INSTRUCTIONS FOR THE TASK
Look below for the line holding "outline stone staircase" and the line holding "outline blue painted wall". Transcribe exactly those lines and all lines between them, nothing more.
------ INFORMATION GIVEN
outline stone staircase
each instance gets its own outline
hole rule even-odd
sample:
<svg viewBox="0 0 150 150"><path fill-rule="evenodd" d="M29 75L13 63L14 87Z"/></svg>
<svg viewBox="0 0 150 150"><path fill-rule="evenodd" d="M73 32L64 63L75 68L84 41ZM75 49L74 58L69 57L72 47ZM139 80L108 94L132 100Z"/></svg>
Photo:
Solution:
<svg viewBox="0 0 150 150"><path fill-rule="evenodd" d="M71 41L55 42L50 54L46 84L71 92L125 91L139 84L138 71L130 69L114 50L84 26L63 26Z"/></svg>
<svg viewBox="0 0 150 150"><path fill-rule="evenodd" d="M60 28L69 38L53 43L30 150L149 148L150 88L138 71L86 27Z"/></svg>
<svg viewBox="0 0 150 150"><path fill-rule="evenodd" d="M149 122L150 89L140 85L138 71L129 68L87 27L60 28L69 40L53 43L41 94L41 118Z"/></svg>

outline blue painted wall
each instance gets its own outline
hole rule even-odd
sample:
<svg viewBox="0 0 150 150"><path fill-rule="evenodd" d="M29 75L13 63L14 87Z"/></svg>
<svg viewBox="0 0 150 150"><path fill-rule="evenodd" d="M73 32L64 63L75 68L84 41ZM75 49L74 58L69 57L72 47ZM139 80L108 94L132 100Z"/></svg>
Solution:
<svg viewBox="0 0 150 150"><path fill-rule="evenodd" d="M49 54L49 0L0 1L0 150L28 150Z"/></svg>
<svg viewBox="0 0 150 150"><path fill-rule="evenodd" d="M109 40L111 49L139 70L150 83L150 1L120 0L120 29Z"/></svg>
------------
------ INFORMATION GIVEN
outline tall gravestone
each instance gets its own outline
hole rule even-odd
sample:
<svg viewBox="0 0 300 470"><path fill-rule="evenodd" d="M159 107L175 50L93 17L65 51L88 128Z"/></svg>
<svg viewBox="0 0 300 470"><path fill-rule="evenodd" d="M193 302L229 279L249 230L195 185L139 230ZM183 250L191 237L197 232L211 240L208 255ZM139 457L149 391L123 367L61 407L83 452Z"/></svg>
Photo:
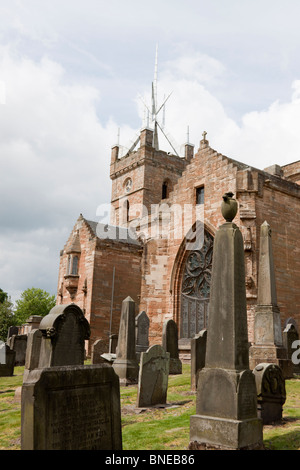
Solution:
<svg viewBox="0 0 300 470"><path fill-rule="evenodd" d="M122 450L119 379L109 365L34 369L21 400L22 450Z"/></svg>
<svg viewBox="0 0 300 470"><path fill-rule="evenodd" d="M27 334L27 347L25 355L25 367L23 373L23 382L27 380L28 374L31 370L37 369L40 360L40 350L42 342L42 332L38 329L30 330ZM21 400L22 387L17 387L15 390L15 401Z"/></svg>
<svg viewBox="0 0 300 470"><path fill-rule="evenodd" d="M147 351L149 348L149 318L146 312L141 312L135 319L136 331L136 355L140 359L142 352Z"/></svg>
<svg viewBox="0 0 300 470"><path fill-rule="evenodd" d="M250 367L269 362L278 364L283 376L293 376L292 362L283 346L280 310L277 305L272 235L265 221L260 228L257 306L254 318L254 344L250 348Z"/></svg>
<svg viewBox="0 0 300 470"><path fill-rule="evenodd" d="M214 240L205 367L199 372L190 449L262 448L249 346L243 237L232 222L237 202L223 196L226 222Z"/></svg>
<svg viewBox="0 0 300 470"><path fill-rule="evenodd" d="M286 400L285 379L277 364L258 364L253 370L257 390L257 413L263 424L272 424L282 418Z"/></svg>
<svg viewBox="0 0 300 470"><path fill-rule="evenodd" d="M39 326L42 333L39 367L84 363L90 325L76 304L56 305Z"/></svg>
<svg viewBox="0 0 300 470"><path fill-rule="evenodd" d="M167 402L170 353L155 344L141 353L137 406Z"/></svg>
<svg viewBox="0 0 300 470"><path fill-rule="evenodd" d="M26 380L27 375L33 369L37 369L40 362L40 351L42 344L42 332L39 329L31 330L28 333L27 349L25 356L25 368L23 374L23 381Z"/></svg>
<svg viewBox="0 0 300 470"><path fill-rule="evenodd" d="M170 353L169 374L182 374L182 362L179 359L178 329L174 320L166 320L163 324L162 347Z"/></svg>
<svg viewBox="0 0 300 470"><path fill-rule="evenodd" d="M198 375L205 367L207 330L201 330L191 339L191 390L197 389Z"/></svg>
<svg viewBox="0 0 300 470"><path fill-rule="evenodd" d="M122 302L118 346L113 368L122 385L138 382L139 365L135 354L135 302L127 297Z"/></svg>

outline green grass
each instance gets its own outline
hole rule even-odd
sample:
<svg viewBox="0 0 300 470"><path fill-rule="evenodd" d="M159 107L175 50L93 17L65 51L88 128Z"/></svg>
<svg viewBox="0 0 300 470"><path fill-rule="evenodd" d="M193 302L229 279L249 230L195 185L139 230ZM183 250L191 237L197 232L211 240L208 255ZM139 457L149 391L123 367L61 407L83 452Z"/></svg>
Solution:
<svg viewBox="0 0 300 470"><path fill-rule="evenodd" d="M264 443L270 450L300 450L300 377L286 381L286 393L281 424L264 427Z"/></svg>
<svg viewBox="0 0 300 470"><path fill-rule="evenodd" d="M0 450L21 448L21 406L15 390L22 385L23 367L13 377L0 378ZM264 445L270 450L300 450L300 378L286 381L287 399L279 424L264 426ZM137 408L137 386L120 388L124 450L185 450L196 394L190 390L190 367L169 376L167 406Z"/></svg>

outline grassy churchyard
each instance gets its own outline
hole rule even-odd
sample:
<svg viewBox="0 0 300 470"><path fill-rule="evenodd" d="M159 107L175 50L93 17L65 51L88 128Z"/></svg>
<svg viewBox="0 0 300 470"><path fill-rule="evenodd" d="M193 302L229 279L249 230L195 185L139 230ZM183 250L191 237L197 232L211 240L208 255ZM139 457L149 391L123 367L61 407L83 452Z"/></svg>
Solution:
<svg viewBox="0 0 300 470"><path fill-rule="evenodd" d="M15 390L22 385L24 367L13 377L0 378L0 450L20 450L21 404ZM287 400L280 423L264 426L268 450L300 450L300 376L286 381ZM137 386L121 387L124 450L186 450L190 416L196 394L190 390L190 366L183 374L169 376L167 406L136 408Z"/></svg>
------------
TASK SOLUTION
outline stone staircase
each instance gets its own outline
hole rule even-odd
sample:
<svg viewBox="0 0 150 150"><path fill-rule="evenodd" d="M29 75L13 63L14 87Z"/></svg>
<svg viewBox="0 0 150 150"><path fill-rule="evenodd" d="M73 32L64 63L75 68L84 41ZM75 49L74 58L69 57L72 47ZM139 80L108 94L132 100Z"/></svg>
Photo:
Solution:
<svg viewBox="0 0 150 150"><path fill-rule="evenodd" d="M71 41L55 42L50 54L46 84L71 92L125 91L139 84L138 71L130 69L114 50L84 26L63 26Z"/></svg>
<svg viewBox="0 0 150 150"><path fill-rule="evenodd" d="M60 28L69 38L53 43L30 150L149 148L150 88L138 71L86 27Z"/></svg>
<svg viewBox="0 0 150 150"><path fill-rule="evenodd" d="M149 122L150 89L140 85L138 71L129 68L87 27L60 28L69 40L53 43L41 94L41 118Z"/></svg>

outline blue painted wall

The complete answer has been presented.